Testo riportato:
È anche una bambina spiritosa, la speranza. Sa che l’umorismo, il sorriso sono lievito dell’esistenza e strumento per affrontare le difficoltà, perfino le croci, con resilienza. L’ironia, poi, in questo può calzare a pennello una sagace definizione dello scrittore Romain Gary, è una dichiarazione di dignità, «l’affermazione della superiorità dell’essere umano su quello che gli capita». […]

In famiglia, da bambino, pure queste erano materia d’educazione da parte dei nostri genitori. Per tutti noi fratelli, una pedagogia al senso della gioia, a una sana ironia, allo scherzo era considerata qualcosa di importante. […] La vita della mia famiglia ha conosciuto non poche difficoltà, sofferenze, lacrime, ma persino nei momenti più duri sperimentavamo che un sorriso, una risata, poteva strappare a viva forza l’energia per rimettersi in pista. Soprattutto papà ci ha insegnato tanto. Non si tratta di rimuovere, di far finta di nulla, di sminuire i problemi – il comico del resto non è che il tragico visto di spalle –, ma piuttosto di mantenere dentro di sé uno spazio di gioia decisivo per affrontarli e superarli. […]

È per rimarcare questo legame indissolubile, questo matrimonio fortunato tra speranza e gioia che nei mesi che hanno preceduto l’apertura della Porta Santa del nuovo Giubileo ho voluto incontrare in Vaticano un gruppo di più di cento artisti del mondo della comicità, di varie nazionalità e discipline. Qualcuno ha rilevato che si trattava di un bel salto da quando attori e giullari erano destinati a essere sepolti in terra sconsacrata, ma se uno sceglie di assumere il nome di Francesco, del “giullare di Dio”, è probabilmente il minimo che ci si possa aspettare. Poco dopo, uno di loro mi ha detto con arguzia che è bello provare a far ridere Dio… se non fosse che, per quel fatto dell’onniscienza, ti anticipa tutte le battute rovinandoti il finale. È proprio questo l’umorismo che fa bene ai cuori.

Voci fornite:
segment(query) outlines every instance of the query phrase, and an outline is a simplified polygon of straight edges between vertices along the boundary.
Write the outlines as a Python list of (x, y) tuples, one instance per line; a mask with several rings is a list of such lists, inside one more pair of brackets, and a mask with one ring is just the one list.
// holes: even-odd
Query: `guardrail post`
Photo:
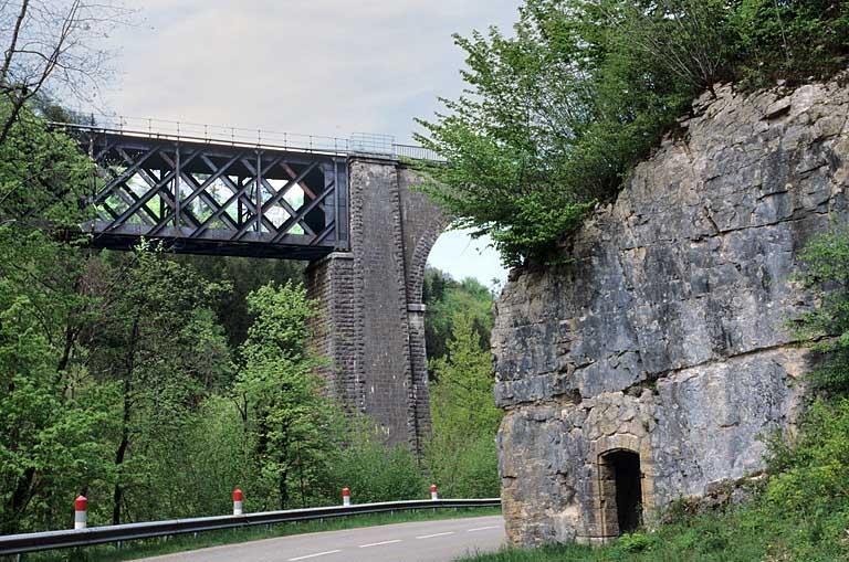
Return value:
[(88, 500), (85, 496), (77, 496), (74, 500), (74, 529), (85, 529), (88, 522)]

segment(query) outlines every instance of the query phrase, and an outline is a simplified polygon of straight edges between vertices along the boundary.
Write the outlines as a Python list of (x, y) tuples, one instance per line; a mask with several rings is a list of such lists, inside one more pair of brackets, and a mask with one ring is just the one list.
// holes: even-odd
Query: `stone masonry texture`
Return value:
[(307, 269), (315, 347), (332, 360), (331, 393), (390, 443), (420, 452), (430, 431), (421, 285), (446, 221), (398, 162), (356, 159), (348, 169), (350, 252)]
[(788, 330), (810, 306), (799, 251), (847, 221), (847, 115), (838, 81), (720, 87), (569, 238), (573, 261), (514, 273), (493, 330), (513, 543), (618, 534), (614, 450), (639, 455), (646, 520), (763, 470), (809, 368)]

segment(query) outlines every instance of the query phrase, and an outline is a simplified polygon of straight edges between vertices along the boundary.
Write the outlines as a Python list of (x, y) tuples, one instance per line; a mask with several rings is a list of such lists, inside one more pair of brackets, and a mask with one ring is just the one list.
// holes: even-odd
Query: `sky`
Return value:
[[(113, 35), (118, 115), (409, 142), (415, 117), (463, 85), (451, 34), (510, 30), (518, 0), (148, 0)], [(433, 266), (491, 285), (506, 271), (485, 240), (443, 234)]]

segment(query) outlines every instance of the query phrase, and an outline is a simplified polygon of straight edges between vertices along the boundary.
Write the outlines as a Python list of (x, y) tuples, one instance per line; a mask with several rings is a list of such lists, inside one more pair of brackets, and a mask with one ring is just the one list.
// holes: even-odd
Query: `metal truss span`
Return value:
[(98, 247), (140, 238), (193, 254), (316, 259), (349, 247), (338, 153), (69, 129), (97, 165), (83, 225)]

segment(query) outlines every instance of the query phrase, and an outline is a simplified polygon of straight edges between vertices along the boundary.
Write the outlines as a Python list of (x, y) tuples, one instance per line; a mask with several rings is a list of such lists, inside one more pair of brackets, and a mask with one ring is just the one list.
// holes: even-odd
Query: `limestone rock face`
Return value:
[(570, 263), (520, 273), (497, 304), (514, 543), (618, 534), (611, 452), (639, 455), (650, 518), (763, 469), (761, 437), (793, 431), (807, 365), (787, 322), (810, 299), (790, 277), (847, 221), (849, 88), (721, 87), (694, 115), (570, 238)]

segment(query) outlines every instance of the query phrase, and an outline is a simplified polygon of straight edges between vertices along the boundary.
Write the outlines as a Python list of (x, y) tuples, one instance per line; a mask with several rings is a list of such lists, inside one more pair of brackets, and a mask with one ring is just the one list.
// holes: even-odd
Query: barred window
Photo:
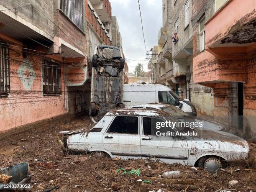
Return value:
[(0, 95), (10, 92), (9, 49), (0, 46)]
[(83, 0), (60, 0), (60, 9), (78, 28), (84, 31)]
[(60, 66), (59, 64), (44, 59), (43, 93), (46, 95), (61, 94)]

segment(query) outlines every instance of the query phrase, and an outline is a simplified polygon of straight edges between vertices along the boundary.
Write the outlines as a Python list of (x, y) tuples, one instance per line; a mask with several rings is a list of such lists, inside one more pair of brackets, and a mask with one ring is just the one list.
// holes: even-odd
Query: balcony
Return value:
[(256, 47), (255, 1), (243, 5), (238, 0), (227, 1), (205, 23), (206, 51), (193, 58), (194, 82), (248, 81)]
[(187, 66), (185, 64), (179, 64), (176, 62), (174, 63), (173, 76), (177, 77), (179, 76), (185, 76), (187, 73)]
[(88, 0), (102, 22), (111, 22), (111, 6), (108, 0)]
[(163, 47), (163, 57), (169, 59), (172, 57), (172, 47), (168, 46), (168, 41), (165, 41)]
[(166, 82), (166, 78), (165, 74), (164, 74), (160, 77), (160, 83), (161, 84), (165, 84)]
[(158, 32), (158, 44), (163, 44), (165, 41), (166, 35), (163, 33), (163, 28), (161, 27)]
[(213, 48), (247, 46), (254, 42), (255, 1), (248, 0), (241, 5), (239, 0), (226, 2), (205, 23), (207, 49), (215, 52)]
[(169, 81), (173, 77), (173, 70), (171, 69), (166, 72), (166, 80)]

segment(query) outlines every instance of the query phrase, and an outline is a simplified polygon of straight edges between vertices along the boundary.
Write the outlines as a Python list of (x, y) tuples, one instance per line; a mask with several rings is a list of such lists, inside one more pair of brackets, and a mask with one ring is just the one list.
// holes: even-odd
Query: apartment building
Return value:
[(193, 81), (192, 1), (163, 0), (163, 27), (158, 38), (156, 68), (159, 78), (157, 82), (170, 87), (182, 98), (188, 99), (198, 113), (212, 115), (212, 89)]
[(215, 116), (255, 138), (256, 2), (202, 1), (192, 5), (194, 81), (213, 89)]
[(0, 131), (89, 109), (96, 46), (112, 45), (108, 0), (0, 0)]

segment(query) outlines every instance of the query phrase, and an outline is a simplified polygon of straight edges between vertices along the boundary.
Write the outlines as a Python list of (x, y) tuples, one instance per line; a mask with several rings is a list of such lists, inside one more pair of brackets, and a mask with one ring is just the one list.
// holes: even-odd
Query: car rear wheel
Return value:
[(108, 157), (109, 156), (108, 154), (100, 151), (93, 151), (91, 153), (90, 155), (92, 156), (100, 158)]
[(214, 174), (217, 169), (222, 168), (223, 165), (219, 159), (216, 157), (211, 157), (205, 160), (203, 166), (208, 172)]
[(97, 59), (98, 56), (97, 55), (94, 55), (92, 56), (92, 67), (97, 67)]

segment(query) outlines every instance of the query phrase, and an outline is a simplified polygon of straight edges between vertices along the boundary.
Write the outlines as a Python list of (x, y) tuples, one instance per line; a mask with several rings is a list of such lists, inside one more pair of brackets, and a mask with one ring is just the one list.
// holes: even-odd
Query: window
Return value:
[(0, 46), (0, 95), (10, 92), (9, 49)]
[(176, 100), (171, 93), (167, 91), (158, 92), (158, 100), (159, 102), (174, 105), (176, 104)]
[(156, 129), (156, 122), (164, 122), (164, 121), (159, 118), (143, 117), (142, 118), (143, 134), (149, 136), (156, 135), (156, 132), (158, 131)]
[(185, 4), (185, 27), (188, 26), (189, 23), (189, 4), (188, 0)]
[(205, 18), (204, 18), (199, 22), (199, 47), (200, 52), (205, 50)]
[(110, 125), (108, 133), (138, 134), (138, 118), (130, 116), (118, 116)]
[(61, 10), (74, 24), (83, 31), (83, 0), (60, 0)]
[(176, 21), (175, 22), (175, 23), (174, 23), (174, 29), (175, 30), (175, 32), (176, 33), (178, 33), (178, 27), (179, 27), (179, 19), (177, 19), (177, 20), (176, 20)]
[(59, 64), (43, 60), (43, 93), (47, 95), (61, 94), (60, 66)]

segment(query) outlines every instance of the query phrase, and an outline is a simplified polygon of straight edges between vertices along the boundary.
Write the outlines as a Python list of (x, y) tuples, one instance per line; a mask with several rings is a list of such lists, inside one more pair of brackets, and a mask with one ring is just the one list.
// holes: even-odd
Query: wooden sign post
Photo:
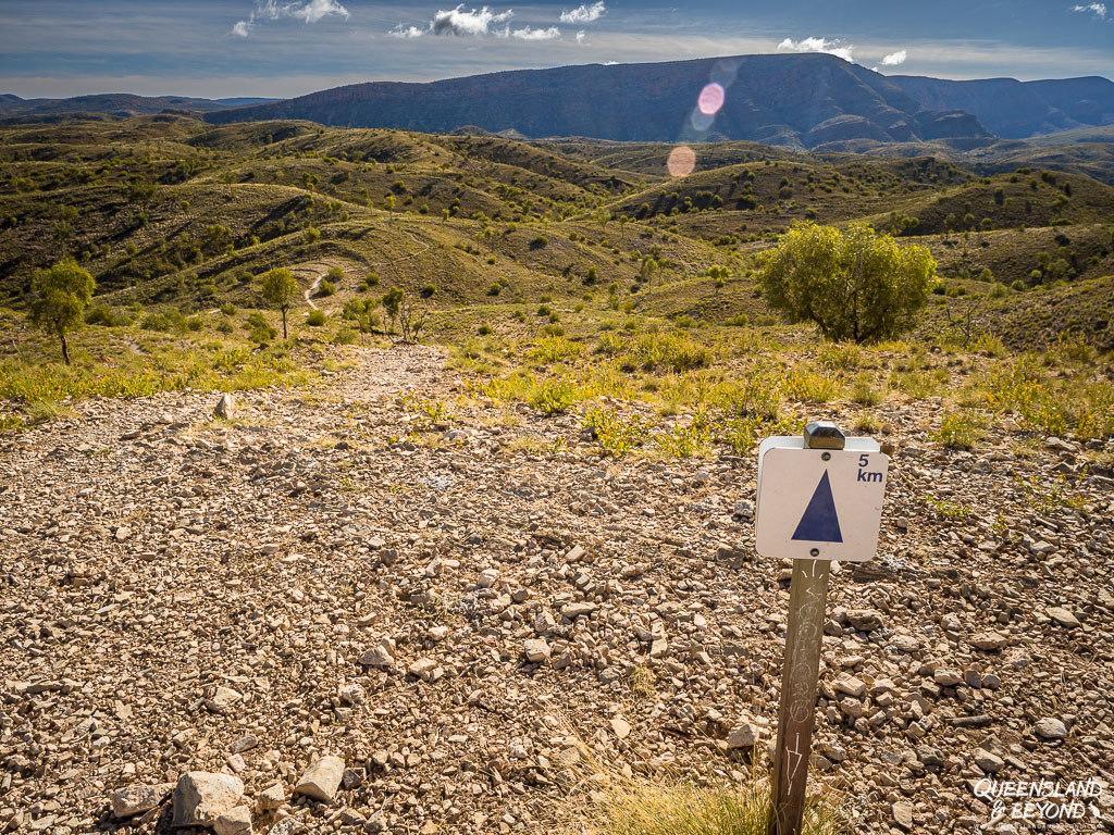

Istruzioni operative:
a: Riproduci dal testo sulla speranza e l'umorismo tutto il brano che va da "È per rimarcare" fino a "bene ai cuori.".
b: Porta avanti il testo sulla speranza e l'umorismo, riprendendolo dopo la sua ultima frase.
L'elenco non ha alcun ruolo in questo lavoro.

Risposte alle consegne:
a:
È per rimarcare questo legame indissolubile, questo matrimonio fortunato tra speranza e gioia che nei mesi che hanno preceduto l’apertura della Porta Santa del nuovo Giubileo ho voluto incontrare in Vaticano un gruppo di più di cento artisti del mondo della comicità, di varie nazionalità e discipline. Qualcuno ha rilevato che si trattava di un bel salto da quando attori e giullari erano destinati a essere sepolti in terra sconsacrata, ma se uno sceglie di assumere il nome di Francesco, del “giullare di Dio”, è probabilmente il minimo che ci si possa aspettare. Poco dopo, uno di loro mi ha detto con arguzia che è bello provare a far ridere Dio… se non fosse che, per quel fatto dell’onniscienza, ti anticipa tutte le battute rovinandoti il finale. È proprio questo l’umorismo che fa bene ai cuori.

b:
La vita ha inevitabilmente le proprie amarezze, fanno parte di ogni cammino di speranza e di conversione. Ma occorre evitare a tutti i costi di crogiolarsi nella malinconia, non permettere che essa incancrenisca il cuore. […] Sono tentazioni da cui non sono immuni neanche i consacrati. E purtroppo accade di incontrarne di amari, melanconici, più autoritari che autorevoli, più “zitelloni” che sposi della Chiesa, più funzionari che pastori, oppure più superficiali che gioiosi, e anche questo certo non va bene. Ma in generale noi preti abbiamo una buona propensione per l’umorismo e pure una certa consuetudine con barzellette e storielle, di cui siamo spesso, oltre che oggetto, buoni raccontatori.

Pure i papi. Giovanni XXIII, il cui carattere scherzoso era ben noto, durante un discorso disse più o meno: «Mi capita spesso la notte di iniziare a pensare a una serie di gravi problemi. Allora prendo la decisione coraggiosa e risoluta di andare al mattino a parlare col papa. Poi mi sveglio tutto sudato e mi ricordo che il papa sono io». Come lo capisco… E neanche Giovanni Paolo II era da meno. Nelle sedute preparatorie di un conclave, quando era ancora il cardinal Wojtyła, un cardinale più anziano e piuttosto rigido gli si avvicinò con l’intento di rimproverarlo, perché andava a sciare, scalava montagne, andava in bicicletta, nuotava… «Non penso siano attività adatte al suo ruolo», gli disse a mezza voce. Al che il futuro papa rispose: «Ma lei lo sa che in Polonia sono attività comuni per almeno il 50 per cento dei cardinali?». In Polonia all’epoca c’erano solamente due cardinali.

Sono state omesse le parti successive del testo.